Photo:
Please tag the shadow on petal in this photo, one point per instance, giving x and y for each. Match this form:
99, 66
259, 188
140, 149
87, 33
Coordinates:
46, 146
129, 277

- _Short task_: Pull out the lines above and reproduce each one verbatim.

- _Result for this task_:
Photo:
Please tag the shadow on petal in this photo, one point per instance, giving x and y for each. Match this form:
99, 66
259, 188
140, 149
87, 33
Coordinates:
46, 146
129, 277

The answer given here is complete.